▶ _Objective a_: Repeat the entries word for word, from the first line of the entries through the line containing "column 264, row 88", inclusive.

▶ _Source passage_:
......

Dr. Costello Brown worked to advance educational opportunity for minorities during his long tenure at the National Science Foundation. In a new memoir, he writes about his family’s experiences with slavery and the importance of education in his own life.
By Carty Monette
Descendants of a Foot-Warmer by Costello Brown is titled after the first job given to a slave named “Queen,” the author’s maternal great-great grandmother. In the 1840s, or earlier, Queen was taken from Sierra Leon, a country on the southwest coast of West Africa, and brought to America. Just seven years old, she was put to work as a “foot warmer” –a slave who warmed the feet of the slave master by sleeping at the end of his bed. The story of Queen serves as the beginning of this enticing memoir, which highlights the challenges and obstacles that poor and disadvantaged Black Americans encountered in pursuit of survival and, more specifically, of education.
The stories cover approximately 175 years of multi-generational family history. They elucidate the diligent skills that have guided the Brown family as slaves, as sharecroppers, and as landowners, leading up to their present-day accomplishments. Full of humor and wisdom, each story reveals both joy and hardships. Chapters featuring Christmas gatherings emphasize how critical the holiday was, and is, to preserving multi-generational family connections and traditions.
The author acknowledges that, although they were poor, they did not know they were poor. Family sheltered the three siblings. At one point in the narrative Costello muses whether the very young Brown siblings “even knew that we were black or clearly had no understanding of being black in the South at that period of time.” Exposure to white people was protected by family and the other black people who populated The Sweet Gum neighborhood of Caswell County in North Carolina “even though,” Brown writes, “the Ku Klux Klan held their regular meetings less than five miles from our home.” After slavery many freed slaves stayed around the plantations where they had been held as slaves. They became sharecroppers who worked the land for the landowner. As the story unfolds we learn Costello’s maternal great-grandfather managed to buy a small plot of land. He passed away before paying for it. The maternal grandfather, by hard work and resourcefulness, was able to pay off the debt. Ownership was a turning point. The family reaped the benefits of working their own land instead of generating the wealth of white landowners.
Ownership had another positive result. Christmas dinner at the home of Brown’s grandmother to this day takes place on that same plot of land where the author’s ancestors worked as slaves and near where Queen was brought as a seven-year-old slave girl. Each year family still gather to share good food, family recipes, and to retell stories of the past.
From this web of stories education emerges as a primary theme. Costello’s mother made clear how important education was. She warned her children, “Unless you want to be a foot-warmer, you had better go to school and get an education.” When state colleges were still segregated, his mother earned a teacher diploma from a Historically Black College and University (HBCU). She taught in segregated k-12 schools.

......

▶ _Objective b_: Copy the review's wording from "From this web" through "segregated k-12 schools.", inclusive.

......

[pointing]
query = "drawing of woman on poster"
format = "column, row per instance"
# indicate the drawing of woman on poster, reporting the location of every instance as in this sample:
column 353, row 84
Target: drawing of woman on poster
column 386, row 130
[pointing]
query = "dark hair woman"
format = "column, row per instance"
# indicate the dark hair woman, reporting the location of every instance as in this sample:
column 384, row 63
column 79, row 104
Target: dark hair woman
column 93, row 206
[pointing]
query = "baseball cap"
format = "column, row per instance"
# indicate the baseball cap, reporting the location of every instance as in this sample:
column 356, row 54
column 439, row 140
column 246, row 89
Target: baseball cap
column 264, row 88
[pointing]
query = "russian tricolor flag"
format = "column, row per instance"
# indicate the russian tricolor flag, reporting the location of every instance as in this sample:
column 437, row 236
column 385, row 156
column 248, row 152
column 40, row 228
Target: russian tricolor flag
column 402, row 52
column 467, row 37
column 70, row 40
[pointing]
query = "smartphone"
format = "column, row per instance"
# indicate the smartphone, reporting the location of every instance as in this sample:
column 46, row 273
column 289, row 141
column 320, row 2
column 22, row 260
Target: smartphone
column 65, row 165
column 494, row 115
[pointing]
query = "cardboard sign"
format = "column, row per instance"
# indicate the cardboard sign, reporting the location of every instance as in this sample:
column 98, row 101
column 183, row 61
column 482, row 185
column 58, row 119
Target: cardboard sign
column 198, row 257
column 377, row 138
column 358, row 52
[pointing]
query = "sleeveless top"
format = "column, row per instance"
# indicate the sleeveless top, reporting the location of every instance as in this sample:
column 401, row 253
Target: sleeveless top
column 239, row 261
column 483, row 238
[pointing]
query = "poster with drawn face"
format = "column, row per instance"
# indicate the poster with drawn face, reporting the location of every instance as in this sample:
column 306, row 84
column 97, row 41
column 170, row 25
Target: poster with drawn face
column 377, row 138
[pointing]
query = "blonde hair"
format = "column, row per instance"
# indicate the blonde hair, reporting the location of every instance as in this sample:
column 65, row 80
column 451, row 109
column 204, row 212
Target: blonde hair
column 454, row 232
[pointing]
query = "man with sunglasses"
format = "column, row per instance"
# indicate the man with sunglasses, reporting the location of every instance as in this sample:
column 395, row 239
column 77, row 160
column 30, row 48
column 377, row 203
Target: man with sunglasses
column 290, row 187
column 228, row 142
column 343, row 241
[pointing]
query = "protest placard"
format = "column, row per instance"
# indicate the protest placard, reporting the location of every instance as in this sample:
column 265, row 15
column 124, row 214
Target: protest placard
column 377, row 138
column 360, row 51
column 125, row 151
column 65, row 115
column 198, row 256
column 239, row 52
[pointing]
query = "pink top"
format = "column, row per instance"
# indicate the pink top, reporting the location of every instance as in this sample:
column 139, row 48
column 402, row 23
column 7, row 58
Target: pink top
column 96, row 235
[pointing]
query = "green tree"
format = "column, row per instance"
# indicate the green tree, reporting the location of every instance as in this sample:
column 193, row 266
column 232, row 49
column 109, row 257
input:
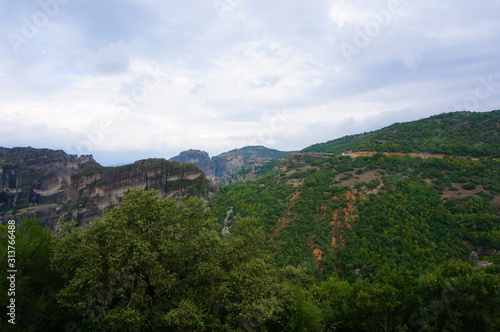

......

▶ _Response a_:
[pointing]
query = "drawing of woman on poster"
format = "column, row per instance"
# indicate the drawing of woman on poster, reporting the location of every instance as in this sample:
column 353, row 84
Target: drawing of woman on poster
column 386, row 130
[pointing]
query = "dark hair woman"
format = "column, row per instance"
# indicate the dark hair woman, reporting the location of every instance as in this sample:
column 384, row 63
column 79, row 104
Target: dark hair woman
column 93, row 206
[pointing]
query = "baseball cap"
format = "column, row per instance"
# indicate the baseball cap, reporting the location of every instance as in this sample:
column 356, row 54
column 439, row 140
column 246, row 89
Target: baseball cap
column 264, row 88

▶ _Response b_:
From this web of stories education emerges as a primary theme. Costello’s mother made clear how important education was. She warned her children, “Unless you want to be a foot-warmer, you had better go to school and get an education.” When state colleges were still segregated, his mother earned a teacher diploma from a Historically Black College and University (HBCU). She taught in segregated k-12 schools.